まいどっ。

 ちゃみでっす。

 このblogは、蒼辰の構成台本、ちゃみの語りでお送りする[読むラヂオ]です。

 テーマは[暇つぶしのお供]。

 お気軽にお付き合いくださいまし。

 

 ふぃ~~っ、腹へったぁ~~っ。

 伊勢講の籤に当たって、伊勢参りのちゃみご一行さまは、先週、戸塚宿にたどり着き、草鞋を脱いで、足を洗って、お風呂に入って、ようやっと人心地がついて、さぁご飯、ってところで、次週に持ち越しとなってしまいした。

 というわけで、伊勢参り道中、最初の晩ご飯でございます。

 突然ですが、平凡社新書[江戸の宿]という本に、大坂の大店の番頭さんが残した、旅籠の食事の記録があります。

 どんなんだろ。

 ちょと引用しますね。

 

 夕食 飯、汁(大根切り干し)、皿(あさり、寒天酢醤油かけ)、平(ぼ  

    ら、焼き豆腐、ニンジン)、鉢(うなぎ)

[図形の境界データ]
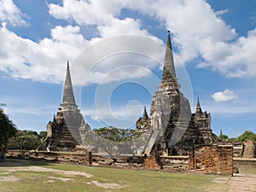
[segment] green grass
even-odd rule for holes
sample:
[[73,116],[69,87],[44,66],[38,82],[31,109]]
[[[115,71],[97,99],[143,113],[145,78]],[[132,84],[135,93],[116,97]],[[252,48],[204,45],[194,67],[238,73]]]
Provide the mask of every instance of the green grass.
[[[16,166],[10,166],[11,164]],[[170,173],[151,171],[131,171],[103,167],[90,167],[65,164],[52,164],[34,161],[10,162],[8,166],[0,166],[0,177],[8,169],[37,166],[63,171],[79,171],[94,175],[92,177],[84,176],[68,176],[55,172],[17,171],[6,176],[15,176],[20,180],[3,182],[0,179],[1,191],[30,192],[30,191],[225,191],[227,183],[218,183],[212,180],[219,176],[196,175],[191,173]],[[50,179],[49,177],[72,178],[70,181]],[[47,183],[54,180],[54,183]],[[93,183],[114,183],[121,185],[120,189],[104,189]]]
[[256,169],[254,168],[248,168],[248,167],[241,167],[239,168],[240,173],[250,173],[250,174],[256,174]]

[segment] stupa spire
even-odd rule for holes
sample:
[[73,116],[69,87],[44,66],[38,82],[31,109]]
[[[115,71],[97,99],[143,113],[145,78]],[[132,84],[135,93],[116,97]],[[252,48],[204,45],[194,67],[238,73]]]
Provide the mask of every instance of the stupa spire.
[[197,104],[196,104],[196,109],[195,109],[195,113],[202,113],[201,108],[200,105],[200,102],[199,102],[199,97],[197,97]]
[[69,62],[67,61],[61,106],[63,107],[67,104],[75,105],[75,103],[76,102],[73,96],[71,75],[69,71]]
[[143,119],[148,119],[148,113],[147,113],[147,109],[146,109],[146,106],[144,106],[144,113],[143,113]]
[[170,31],[167,31],[167,43],[166,43],[164,70],[163,70],[161,83],[165,83],[165,82],[176,83],[177,82],[176,79],[177,78],[176,78],[175,67],[173,61]]

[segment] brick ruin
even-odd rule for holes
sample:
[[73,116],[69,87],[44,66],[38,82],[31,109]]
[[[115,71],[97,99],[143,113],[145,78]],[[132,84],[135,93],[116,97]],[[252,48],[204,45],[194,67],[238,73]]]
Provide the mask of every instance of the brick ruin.
[[[195,113],[192,113],[189,100],[180,90],[168,31],[162,79],[152,98],[150,116],[144,108],[143,118],[136,124],[139,134],[148,136],[146,137],[144,147],[138,148],[137,155],[120,156],[115,161],[109,156],[101,156],[99,153],[90,154],[89,148],[79,152],[85,156],[74,154],[70,159],[67,154],[67,159],[68,162],[73,162],[73,158],[79,159],[79,161],[82,160],[81,158],[86,158],[84,162],[87,165],[119,165],[122,168],[129,166],[158,170],[166,170],[170,166],[170,169],[176,167],[183,171],[231,175],[232,147],[218,143],[211,129],[211,114],[201,110],[199,99]],[[47,125],[45,142],[48,143],[47,150],[52,152],[41,153],[40,155],[45,158],[53,155],[58,160],[62,160],[60,155],[64,154],[61,152],[76,153],[84,136],[90,131],[90,127],[84,122],[75,103],[67,63],[62,102],[53,120]],[[185,168],[177,166],[179,164],[185,165]]]
[[75,102],[67,61],[62,102],[53,120],[47,125],[47,150],[72,151],[89,131],[90,127],[84,122]]
[[145,108],[143,117],[137,122],[138,131],[150,136],[143,154],[186,155],[195,145],[217,142],[211,129],[211,114],[202,112],[199,99],[195,113],[191,113],[177,79],[168,31],[162,79],[152,99],[150,117]]
[[189,152],[189,166],[207,173],[233,174],[233,145],[197,146]]

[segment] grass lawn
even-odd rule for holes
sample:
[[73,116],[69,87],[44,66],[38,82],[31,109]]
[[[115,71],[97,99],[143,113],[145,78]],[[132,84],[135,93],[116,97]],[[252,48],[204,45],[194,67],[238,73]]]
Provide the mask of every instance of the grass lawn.
[[8,159],[0,165],[0,191],[225,191],[218,177],[225,177]]

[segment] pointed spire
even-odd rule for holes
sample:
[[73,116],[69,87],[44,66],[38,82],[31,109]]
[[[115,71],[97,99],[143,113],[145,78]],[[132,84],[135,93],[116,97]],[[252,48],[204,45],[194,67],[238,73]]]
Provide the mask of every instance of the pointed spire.
[[197,97],[197,104],[196,104],[196,109],[195,109],[195,113],[202,113],[201,108],[200,105],[200,102],[199,102],[199,97]]
[[52,119],[52,122],[53,122],[53,123],[56,123],[56,116],[55,116],[55,113],[54,113],[54,119]]
[[167,43],[164,63],[164,70],[162,74],[161,83],[165,82],[177,82],[175,67],[172,55],[172,49],[170,38],[170,31],[167,31]]
[[73,96],[73,86],[72,86],[72,82],[71,82],[68,61],[67,61],[67,73],[66,73],[66,79],[65,79],[65,84],[64,84],[61,106],[64,107],[65,104],[75,105],[75,99],[74,99],[74,96]]
[[143,119],[147,120],[148,119],[146,106],[144,106]]

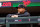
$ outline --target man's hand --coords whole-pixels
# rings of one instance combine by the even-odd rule
[[[14,18],[14,17],[18,17],[18,15],[12,15],[11,17],[13,17],[13,18]]]

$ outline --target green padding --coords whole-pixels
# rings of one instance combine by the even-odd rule
[[[19,4],[23,4],[23,2],[13,3],[13,7],[18,7]],[[27,5],[27,7],[31,7],[31,6],[40,6],[40,2],[38,2],[38,3],[30,3],[29,5]]]

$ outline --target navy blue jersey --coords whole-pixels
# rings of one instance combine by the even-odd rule
[[[25,12],[23,14],[17,13],[17,14],[8,14],[6,17],[11,17],[12,15],[18,15],[18,17],[27,17],[30,16],[28,12]]]

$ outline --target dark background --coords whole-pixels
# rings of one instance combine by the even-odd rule
[[[40,16],[40,6],[26,7],[31,16]],[[6,17],[7,14],[17,13],[17,7],[0,8],[0,17]]]

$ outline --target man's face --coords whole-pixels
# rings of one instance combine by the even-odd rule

▶ **課題**:
1. 伊勢参りの文章で、旅籠の食事について書き残した人物は誰ですか。
2. 伊勢参りの文章から、「テーマは[暇つぶしのお供]。」で始まり「旅籠の食事の記録があります。」まで続く部分をそのまま抜き出してください。
3. 伊勢参りの文章を、最後の一文の後から書き継いでください。

▶ **解答**:
1. 大坂の大店の番頭さんです。

2.
テーマは[暇つぶしのお供]。

 お気軽にお付き合いくださいまし。

 

 ふぃ~~っ、腹へったぁ~~っ。

 伊勢講の籤に当たって、伊勢参りのちゃみご一行さまは、先週、戸塚宿にたどり着き、草鞋を脱いで、足を洗って、お風呂に入って、ようやっと人心地がついて、さぁご飯、ってところで、次週に持ち越しとなってしまいした。

 というわけで、伊勢参り道中、最初の晩ご飯でございます。

 突然ですが、平凡社新書[江戸の宿]という本に、大坂の大店の番頭さんが残した、旅籠の食事の記録があります。

3.
 朝食 飯、汁(きざみ大根)、焼き物(かれい)、平(八杯豆腐)、猪口

   (揚げ豆腐、角大根)

 

 ふ~~ん。

 豪華じゃないかもだけど、そんなに貧相でもないですよね、江戸時代ってこと考えたら。

 だって、ガスも電気も水道もなくて、トラック輸送もない時代なんだよ。

 これで文句言っちゃいけません。

 い~です。ちゃみ、これで十分です。

 だって、今どきの温泉旅館みたいなご馳走、毎日出されたって、食べきれないし、飽きちゃいますよ。

 ふぁ~、ご飯、おかわりしちった。

 え? な~に? もう寝ろって?

 あ、朝が早いんですね。はいはい。

 戸塚から平塚、小田原と泊まると、だいたい4日目に箱根越えとなります。

 箱根には、関所がありました。でもだいじょぶですよ。通行手形はちゃんとあるから。

 それにしても、一日で箱根の山を越えて、三島まで行かなくちゃいけないんだ。

 それだけで日帰りハイキングですよ。

 箱根を越えると、江戸の人にとってはもう上方。

 言葉のイントネーションも変わってきます。昔の人にとっては、やっぱり異文化体験だったんでしょうね。

 さて、では、途中の名物でも楽しみながら、さらに西へと向かいましょう。

 天の羽衣で有名な三保の松原なんかは、やっぱり寄り道したくなりますよね。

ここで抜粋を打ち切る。